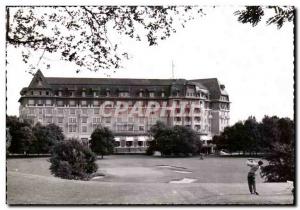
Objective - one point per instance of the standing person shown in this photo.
(251, 174)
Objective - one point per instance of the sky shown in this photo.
(254, 63)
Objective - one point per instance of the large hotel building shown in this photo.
(129, 107)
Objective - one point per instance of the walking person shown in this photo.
(254, 166)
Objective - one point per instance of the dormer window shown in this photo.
(123, 94)
(107, 92)
(151, 94)
(39, 83)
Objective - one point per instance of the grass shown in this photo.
(141, 180)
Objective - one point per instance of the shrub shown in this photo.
(173, 141)
(102, 141)
(71, 160)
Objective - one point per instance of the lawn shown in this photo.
(140, 179)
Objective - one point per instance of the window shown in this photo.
(130, 127)
(142, 120)
(84, 129)
(48, 102)
(96, 120)
(60, 103)
(84, 120)
(72, 120)
(48, 111)
(123, 94)
(72, 103)
(84, 111)
(60, 111)
(107, 119)
(48, 119)
(31, 111)
(128, 143)
(96, 103)
(83, 103)
(30, 102)
(72, 128)
(60, 119)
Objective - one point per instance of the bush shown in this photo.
(173, 141)
(71, 160)
(102, 141)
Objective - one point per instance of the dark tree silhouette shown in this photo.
(81, 34)
(254, 14)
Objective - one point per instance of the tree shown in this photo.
(26, 139)
(47, 137)
(254, 14)
(71, 160)
(279, 135)
(252, 136)
(178, 140)
(102, 141)
(8, 139)
(87, 29)
(21, 135)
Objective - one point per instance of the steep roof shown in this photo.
(111, 81)
(117, 84)
(213, 86)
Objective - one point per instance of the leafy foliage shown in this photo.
(21, 135)
(254, 14)
(274, 137)
(102, 141)
(279, 135)
(72, 160)
(178, 140)
(86, 29)
(47, 137)
(27, 139)
(8, 139)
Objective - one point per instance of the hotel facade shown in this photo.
(128, 107)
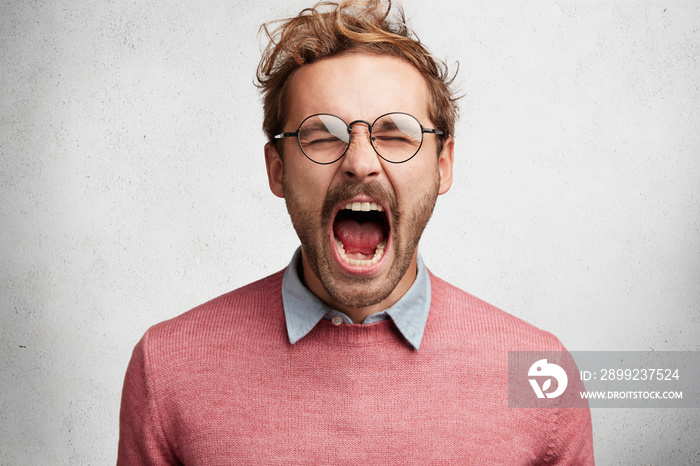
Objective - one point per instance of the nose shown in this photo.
(360, 162)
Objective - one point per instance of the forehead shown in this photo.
(357, 86)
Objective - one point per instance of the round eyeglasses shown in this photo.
(324, 138)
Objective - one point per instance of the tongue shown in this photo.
(358, 237)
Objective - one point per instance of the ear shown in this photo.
(445, 162)
(273, 163)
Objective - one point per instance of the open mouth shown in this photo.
(361, 233)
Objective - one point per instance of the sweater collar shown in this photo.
(303, 310)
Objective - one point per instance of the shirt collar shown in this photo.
(303, 310)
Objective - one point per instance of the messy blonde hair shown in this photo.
(334, 28)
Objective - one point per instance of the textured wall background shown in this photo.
(132, 187)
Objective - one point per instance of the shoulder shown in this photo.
(225, 318)
(483, 323)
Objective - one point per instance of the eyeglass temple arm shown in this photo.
(285, 135)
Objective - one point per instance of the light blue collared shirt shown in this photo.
(303, 310)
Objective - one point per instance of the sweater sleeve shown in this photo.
(141, 437)
(571, 438)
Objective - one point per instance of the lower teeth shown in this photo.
(378, 253)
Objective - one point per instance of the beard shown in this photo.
(313, 226)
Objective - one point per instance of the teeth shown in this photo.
(378, 253)
(364, 206)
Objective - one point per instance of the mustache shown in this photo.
(347, 190)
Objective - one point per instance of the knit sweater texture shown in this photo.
(221, 384)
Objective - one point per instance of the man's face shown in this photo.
(359, 259)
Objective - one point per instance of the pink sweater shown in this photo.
(221, 384)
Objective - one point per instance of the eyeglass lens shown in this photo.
(396, 137)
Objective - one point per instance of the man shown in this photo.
(355, 353)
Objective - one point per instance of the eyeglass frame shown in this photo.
(369, 128)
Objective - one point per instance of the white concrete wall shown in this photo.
(132, 187)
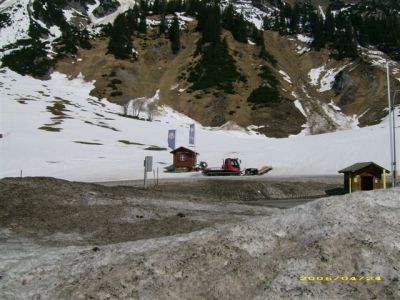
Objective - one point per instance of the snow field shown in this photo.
(87, 146)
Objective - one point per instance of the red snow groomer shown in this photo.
(230, 167)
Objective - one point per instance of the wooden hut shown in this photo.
(184, 159)
(365, 176)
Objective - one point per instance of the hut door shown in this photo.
(367, 183)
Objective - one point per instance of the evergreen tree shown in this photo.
(295, 19)
(163, 25)
(142, 28)
(174, 36)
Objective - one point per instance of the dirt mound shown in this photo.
(259, 258)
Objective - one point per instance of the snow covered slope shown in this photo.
(55, 128)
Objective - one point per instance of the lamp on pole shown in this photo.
(391, 128)
(394, 138)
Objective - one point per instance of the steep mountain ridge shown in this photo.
(317, 93)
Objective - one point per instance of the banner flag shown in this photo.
(171, 138)
(191, 135)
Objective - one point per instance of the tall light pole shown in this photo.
(391, 129)
(394, 138)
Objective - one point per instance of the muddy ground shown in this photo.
(72, 213)
(196, 239)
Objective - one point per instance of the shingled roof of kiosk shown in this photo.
(364, 176)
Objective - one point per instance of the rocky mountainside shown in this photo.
(279, 67)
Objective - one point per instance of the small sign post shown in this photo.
(148, 167)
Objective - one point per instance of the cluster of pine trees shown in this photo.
(342, 30)
(31, 56)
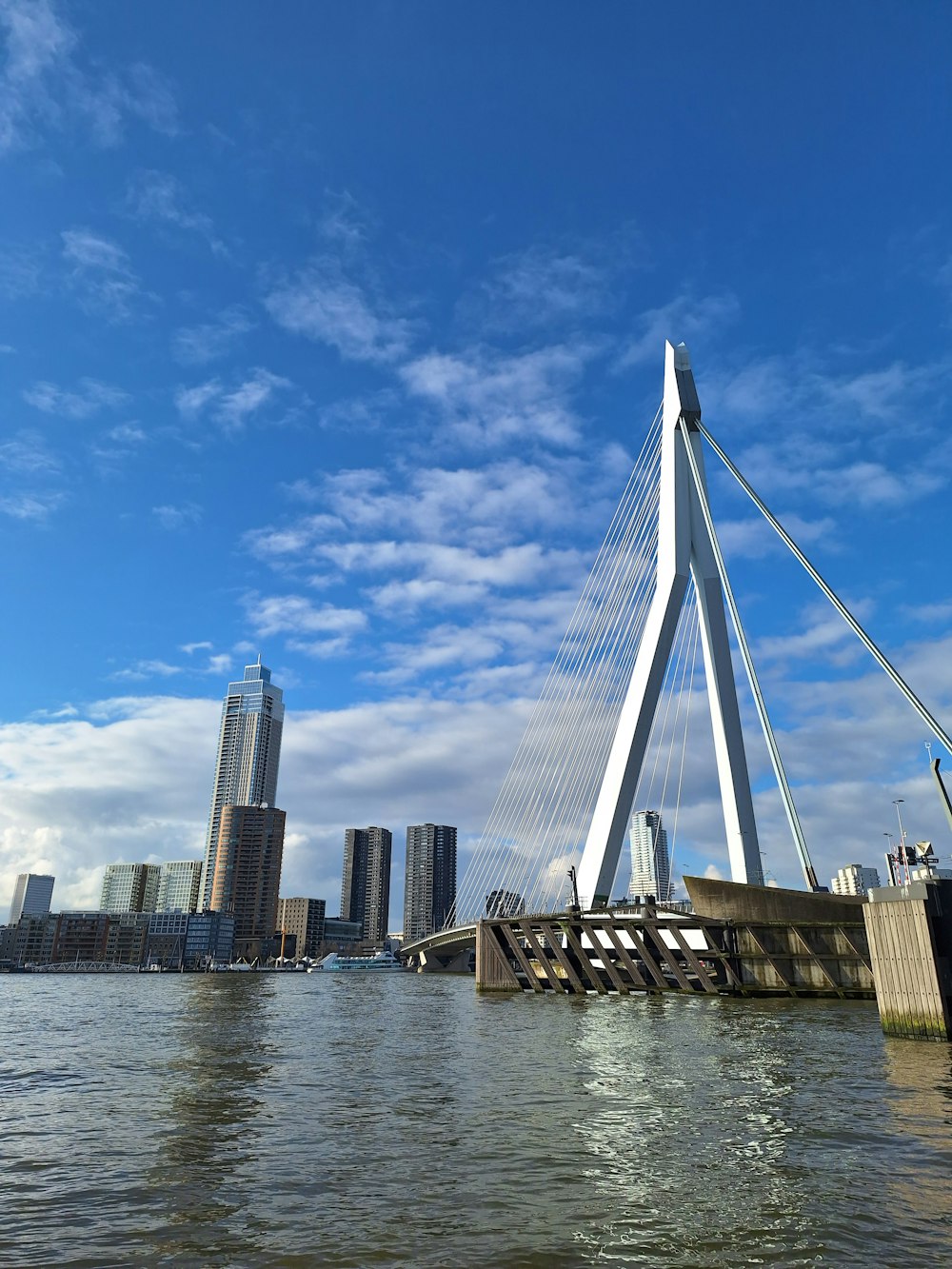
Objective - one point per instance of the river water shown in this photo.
(299, 1120)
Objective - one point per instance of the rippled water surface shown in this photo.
(262, 1120)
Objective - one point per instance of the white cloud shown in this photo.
(174, 518)
(160, 198)
(324, 305)
(143, 670)
(194, 346)
(45, 87)
(27, 454)
(89, 399)
(30, 506)
(101, 274)
(231, 407)
(293, 614)
(490, 399)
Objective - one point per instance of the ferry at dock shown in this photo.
(384, 962)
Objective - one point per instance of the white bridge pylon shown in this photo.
(685, 548)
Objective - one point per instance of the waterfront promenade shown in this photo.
(296, 1120)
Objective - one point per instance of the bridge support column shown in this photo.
(493, 970)
(910, 943)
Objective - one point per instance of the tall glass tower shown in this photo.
(650, 862)
(249, 747)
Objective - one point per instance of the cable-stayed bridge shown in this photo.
(609, 730)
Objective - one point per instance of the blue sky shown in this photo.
(331, 331)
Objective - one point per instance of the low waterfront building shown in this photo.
(129, 888)
(305, 919)
(30, 941)
(341, 934)
(855, 880)
(189, 941)
(118, 938)
(32, 896)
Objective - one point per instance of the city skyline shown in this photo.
(272, 387)
(650, 860)
(365, 890)
(429, 887)
(249, 753)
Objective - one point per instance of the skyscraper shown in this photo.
(650, 863)
(32, 896)
(365, 895)
(304, 918)
(247, 873)
(855, 880)
(179, 886)
(429, 891)
(129, 888)
(249, 747)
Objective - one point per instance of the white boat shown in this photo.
(383, 962)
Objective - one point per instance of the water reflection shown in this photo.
(208, 1159)
(920, 1084)
(707, 1135)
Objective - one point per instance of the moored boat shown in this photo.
(380, 963)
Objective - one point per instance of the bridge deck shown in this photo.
(651, 952)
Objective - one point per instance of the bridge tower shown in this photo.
(685, 548)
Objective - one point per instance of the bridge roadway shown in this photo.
(445, 952)
(795, 947)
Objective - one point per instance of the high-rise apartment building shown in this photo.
(365, 895)
(304, 918)
(247, 872)
(505, 902)
(429, 890)
(32, 896)
(179, 886)
(650, 862)
(249, 749)
(129, 888)
(855, 880)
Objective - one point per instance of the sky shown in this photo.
(331, 332)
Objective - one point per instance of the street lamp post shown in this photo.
(902, 856)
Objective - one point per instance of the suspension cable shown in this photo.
(940, 732)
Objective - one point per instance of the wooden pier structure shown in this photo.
(773, 943)
(664, 951)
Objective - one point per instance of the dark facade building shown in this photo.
(248, 873)
(305, 919)
(118, 938)
(190, 941)
(429, 890)
(365, 895)
(249, 750)
(32, 896)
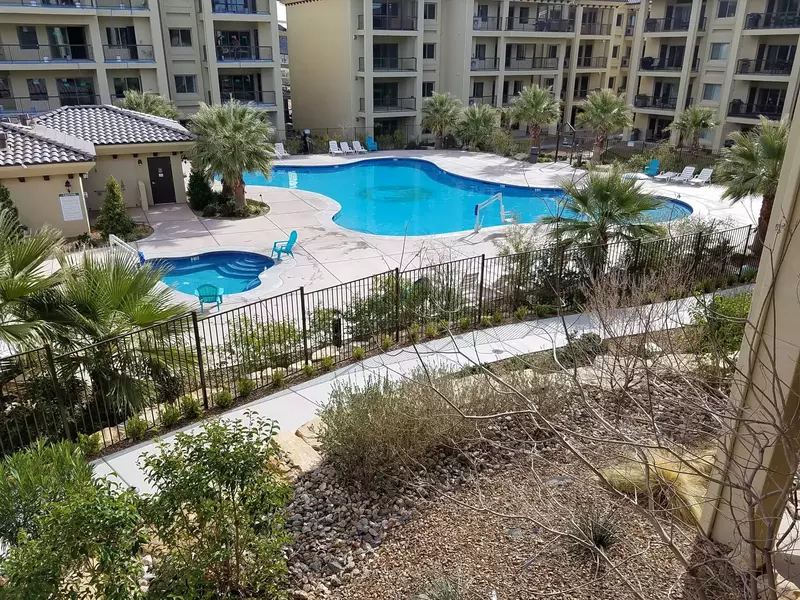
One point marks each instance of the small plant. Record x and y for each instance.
(191, 407)
(89, 444)
(278, 378)
(223, 399)
(386, 343)
(136, 428)
(244, 386)
(170, 416)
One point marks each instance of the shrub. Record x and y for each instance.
(244, 386)
(113, 218)
(227, 477)
(170, 416)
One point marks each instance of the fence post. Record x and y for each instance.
(51, 367)
(397, 300)
(200, 359)
(305, 326)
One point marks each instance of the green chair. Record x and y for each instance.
(209, 294)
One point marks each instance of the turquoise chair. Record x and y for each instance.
(652, 169)
(284, 246)
(209, 294)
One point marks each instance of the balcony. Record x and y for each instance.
(484, 64)
(595, 29)
(240, 54)
(592, 62)
(486, 23)
(657, 102)
(665, 25)
(747, 66)
(53, 53)
(256, 97)
(533, 63)
(137, 53)
(544, 25)
(388, 23)
(772, 21)
(390, 64)
(740, 108)
(650, 63)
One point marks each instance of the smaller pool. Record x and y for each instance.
(236, 272)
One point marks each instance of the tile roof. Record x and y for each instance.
(108, 125)
(40, 146)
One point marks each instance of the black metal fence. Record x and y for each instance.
(152, 373)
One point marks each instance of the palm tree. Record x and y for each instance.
(440, 114)
(476, 126)
(232, 138)
(752, 167)
(535, 107)
(599, 209)
(691, 123)
(149, 103)
(603, 112)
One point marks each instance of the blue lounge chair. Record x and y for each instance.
(652, 168)
(209, 294)
(284, 246)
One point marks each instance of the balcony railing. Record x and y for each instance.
(545, 25)
(592, 62)
(740, 108)
(748, 66)
(52, 53)
(650, 63)
(772, 20)
(259, 98)
(476, 100)
(533, 63)
(595, 29)
(390, 64)
(484, 64)
(657, 102)
(388, 23)
(487, 23)
(130, 53)
(672, 24)
(20, 105)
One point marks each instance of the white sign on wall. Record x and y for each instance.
(71, 207)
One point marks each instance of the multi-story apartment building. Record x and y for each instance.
(61, 52)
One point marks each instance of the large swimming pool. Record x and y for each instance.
(415, 197)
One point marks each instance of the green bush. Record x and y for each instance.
(227, 478)
(113, 218)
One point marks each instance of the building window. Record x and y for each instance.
(719, 51)
(726, 9)
(123, 84)
(186, 84)
(712, 91)
(180, 38)
(27, 38)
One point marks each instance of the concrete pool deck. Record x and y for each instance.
(327, 254)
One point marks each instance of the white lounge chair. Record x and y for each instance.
(704, 177)
(685, 176)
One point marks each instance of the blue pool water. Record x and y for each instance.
(415, 197)
(234, 271)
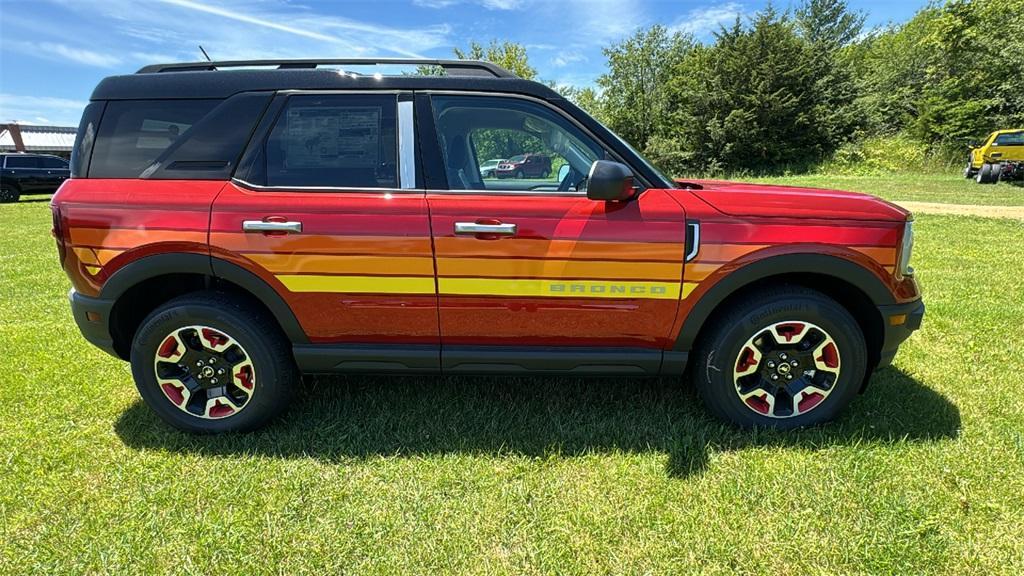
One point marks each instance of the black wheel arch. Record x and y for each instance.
(143, 284)
(853, 286)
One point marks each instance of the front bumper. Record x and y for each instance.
(92, 317)
(900, 321)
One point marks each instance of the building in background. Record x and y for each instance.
(40, 139)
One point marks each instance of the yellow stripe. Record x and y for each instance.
(555, 269)
(556, 288)
(358, 284)
(487, 286)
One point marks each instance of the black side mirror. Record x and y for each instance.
(609, 181)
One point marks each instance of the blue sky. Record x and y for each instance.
(52, 52)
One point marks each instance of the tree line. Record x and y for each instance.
(786, 90)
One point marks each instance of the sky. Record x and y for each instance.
(53, 52)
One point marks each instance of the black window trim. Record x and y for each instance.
(280, 104)
(611, 150)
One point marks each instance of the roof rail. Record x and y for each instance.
(452, 68)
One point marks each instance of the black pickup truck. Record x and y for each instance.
(31, 173)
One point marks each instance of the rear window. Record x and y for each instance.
(340, 140)
(23, 162)
(57, 163)
(1015, 138)
(134, 133)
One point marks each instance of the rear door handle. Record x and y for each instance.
(474, 228)
(263, 225)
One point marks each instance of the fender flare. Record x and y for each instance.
(820, 264)
(181, 262)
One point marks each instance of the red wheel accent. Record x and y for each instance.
(219, 410)
(168, 347)
(173, 394)
(829, 356)
(759, 404)
(747, 359)
(790, 330)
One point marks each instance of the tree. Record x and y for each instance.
(510, 55)
(634, 100)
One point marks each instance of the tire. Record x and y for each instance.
(731, 372)
(190, 341)
(9, 194)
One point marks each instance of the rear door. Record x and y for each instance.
(531, 274)
(326, 209)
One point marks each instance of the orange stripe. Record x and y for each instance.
(313, 263)
(698, 272)
(885, 256)
(383, 245)
(115, 238)
(726, 252)
(556, 269)
(569, 249)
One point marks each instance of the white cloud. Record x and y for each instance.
(62, 52)
(488, 4)
(704, 22)
(567, 57)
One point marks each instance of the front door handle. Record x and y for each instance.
(491, 229)
(264, 225)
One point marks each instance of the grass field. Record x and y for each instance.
(923, 188)
(924, 474)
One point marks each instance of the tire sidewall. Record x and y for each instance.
(267, 396)
(715, 375)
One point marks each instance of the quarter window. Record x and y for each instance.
(337, 140)
(22, 162)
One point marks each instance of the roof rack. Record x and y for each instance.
(452, 68)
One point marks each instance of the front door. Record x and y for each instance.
(330, 215)
(529, 269)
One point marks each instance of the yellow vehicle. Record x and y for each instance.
(1001, 154)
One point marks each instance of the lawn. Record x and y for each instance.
(922, 188)
(924, 474)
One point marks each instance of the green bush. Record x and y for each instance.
(895, 153)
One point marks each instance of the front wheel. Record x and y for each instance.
(784, 358)
(212, 363)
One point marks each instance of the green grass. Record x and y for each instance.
(948, 189)
(924, 474)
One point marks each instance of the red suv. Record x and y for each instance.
(524, 166)
(226, 232)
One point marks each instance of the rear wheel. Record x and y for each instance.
(8, 194)
(785, 358)
(208, 363)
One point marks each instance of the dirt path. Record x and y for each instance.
(1016, 212)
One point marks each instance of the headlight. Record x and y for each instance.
(905, 249)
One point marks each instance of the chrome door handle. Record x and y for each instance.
(261, 225)
(473, 228)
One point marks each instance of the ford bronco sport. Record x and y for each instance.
(226, 231)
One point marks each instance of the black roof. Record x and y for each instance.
(216, 80)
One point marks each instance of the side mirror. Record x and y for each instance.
(609, 181)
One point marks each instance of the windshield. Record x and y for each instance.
(646, 163)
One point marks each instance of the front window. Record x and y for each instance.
(543, 150)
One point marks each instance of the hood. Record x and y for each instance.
(737, 199)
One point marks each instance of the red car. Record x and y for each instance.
(524, 166)
(225, 232)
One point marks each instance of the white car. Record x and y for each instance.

* * *

I would like you to restate word for word the lines from the one with "One point marks each instance of the red car." through the last line of the material above, and only those.

YOUR RESPONSE →
One point marks each instance of the red car. Record x and y for each instance.
(524, 166)
(225, 232)
One point marks each instance of the white car. Record x and y for each instance.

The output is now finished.